▶ [Required work]: All lines in the records below that hold "branch" are to be shown.

▶ [Supplied records]:

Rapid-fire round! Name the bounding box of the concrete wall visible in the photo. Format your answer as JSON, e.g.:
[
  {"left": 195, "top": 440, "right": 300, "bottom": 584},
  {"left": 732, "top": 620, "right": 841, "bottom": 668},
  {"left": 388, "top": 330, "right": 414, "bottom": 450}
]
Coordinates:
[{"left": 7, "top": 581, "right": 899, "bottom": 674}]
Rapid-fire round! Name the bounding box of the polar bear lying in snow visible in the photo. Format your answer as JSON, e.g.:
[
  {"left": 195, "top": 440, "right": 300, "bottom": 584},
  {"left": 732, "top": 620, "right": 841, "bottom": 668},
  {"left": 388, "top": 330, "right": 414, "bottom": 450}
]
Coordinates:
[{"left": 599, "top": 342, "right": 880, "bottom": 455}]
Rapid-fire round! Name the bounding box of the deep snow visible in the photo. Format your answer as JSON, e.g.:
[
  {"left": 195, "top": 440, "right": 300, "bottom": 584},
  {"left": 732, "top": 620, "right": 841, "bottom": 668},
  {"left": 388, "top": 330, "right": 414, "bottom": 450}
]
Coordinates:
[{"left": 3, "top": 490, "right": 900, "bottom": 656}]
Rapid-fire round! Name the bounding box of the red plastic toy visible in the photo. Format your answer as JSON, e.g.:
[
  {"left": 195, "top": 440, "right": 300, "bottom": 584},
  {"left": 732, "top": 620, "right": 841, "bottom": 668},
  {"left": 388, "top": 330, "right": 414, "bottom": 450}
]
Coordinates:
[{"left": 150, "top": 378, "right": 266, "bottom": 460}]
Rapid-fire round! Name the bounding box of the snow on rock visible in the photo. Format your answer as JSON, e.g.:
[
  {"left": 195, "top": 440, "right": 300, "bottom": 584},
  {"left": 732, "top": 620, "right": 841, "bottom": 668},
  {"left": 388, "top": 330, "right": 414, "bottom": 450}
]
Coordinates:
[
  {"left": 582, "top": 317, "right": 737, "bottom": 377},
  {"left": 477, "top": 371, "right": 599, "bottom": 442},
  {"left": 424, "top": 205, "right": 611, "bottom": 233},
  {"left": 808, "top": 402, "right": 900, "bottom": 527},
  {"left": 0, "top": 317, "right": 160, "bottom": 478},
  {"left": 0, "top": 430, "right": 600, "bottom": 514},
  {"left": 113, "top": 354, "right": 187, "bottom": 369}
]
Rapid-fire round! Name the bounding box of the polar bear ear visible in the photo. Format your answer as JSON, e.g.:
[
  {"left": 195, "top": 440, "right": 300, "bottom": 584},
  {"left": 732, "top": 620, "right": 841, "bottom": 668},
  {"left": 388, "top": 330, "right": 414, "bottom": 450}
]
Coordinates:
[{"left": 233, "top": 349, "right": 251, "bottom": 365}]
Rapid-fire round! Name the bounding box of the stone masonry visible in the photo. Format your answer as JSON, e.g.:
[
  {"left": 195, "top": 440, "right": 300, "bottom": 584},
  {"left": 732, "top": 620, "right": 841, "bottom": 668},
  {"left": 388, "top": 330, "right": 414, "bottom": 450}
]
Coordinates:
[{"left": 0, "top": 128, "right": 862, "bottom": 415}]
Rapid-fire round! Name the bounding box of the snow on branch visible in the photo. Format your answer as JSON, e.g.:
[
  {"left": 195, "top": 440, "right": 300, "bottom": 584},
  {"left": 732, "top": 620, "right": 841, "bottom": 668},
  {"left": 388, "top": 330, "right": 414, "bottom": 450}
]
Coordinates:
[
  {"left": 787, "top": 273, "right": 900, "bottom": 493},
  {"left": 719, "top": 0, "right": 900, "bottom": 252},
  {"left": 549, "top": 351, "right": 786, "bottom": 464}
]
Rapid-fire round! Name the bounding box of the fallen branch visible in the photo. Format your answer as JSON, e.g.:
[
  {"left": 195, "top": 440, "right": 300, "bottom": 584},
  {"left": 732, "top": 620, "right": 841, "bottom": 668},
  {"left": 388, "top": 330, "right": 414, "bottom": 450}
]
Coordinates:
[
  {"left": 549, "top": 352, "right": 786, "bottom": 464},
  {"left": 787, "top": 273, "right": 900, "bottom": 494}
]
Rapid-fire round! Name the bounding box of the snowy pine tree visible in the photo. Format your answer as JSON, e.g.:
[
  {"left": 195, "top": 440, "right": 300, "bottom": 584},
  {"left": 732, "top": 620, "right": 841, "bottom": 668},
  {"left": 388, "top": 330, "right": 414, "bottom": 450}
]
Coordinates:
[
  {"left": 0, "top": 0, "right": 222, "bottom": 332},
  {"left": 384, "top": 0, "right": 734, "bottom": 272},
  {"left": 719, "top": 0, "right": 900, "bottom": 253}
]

▶ [The answer]:
Rapid-fire round! Name the bounding box of the snow on branch visible in the photo. Format your answer as JSON, e.g.:
Rapid-fire round! Name the bounding box of the fallen branch visible in the photo. Format your answer as JSON, e.g.:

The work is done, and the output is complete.